◆ What is being asked
Format the rows below as a Markdown table with two columns, No. and Line, giving each line a sequential number and leaving out any blank lines.

* * * *

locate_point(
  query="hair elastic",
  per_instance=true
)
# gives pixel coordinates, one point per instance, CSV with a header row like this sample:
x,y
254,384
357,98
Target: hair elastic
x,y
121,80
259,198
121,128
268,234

* * * *

◆ Written answer
| No. | Line |
|---|---|
| 1 | locate_point( |
| 2 |   query="hair elastic", |
| 3 |   per_instance=true |
| 4 | ) |
| 5 | # gives pixel coordinates, one point per instance, CSV with a header row like this sample: |
| 6 | x,y |
| 7 | 254,384 |
| 8 | 357,98 |
| 9 | Target: hair elastic |
| 10 | x,y |
| 11 | 121,80 |
| 12 | 259,198 |
| 13 | 121,128 |
| 14 | 268,234 |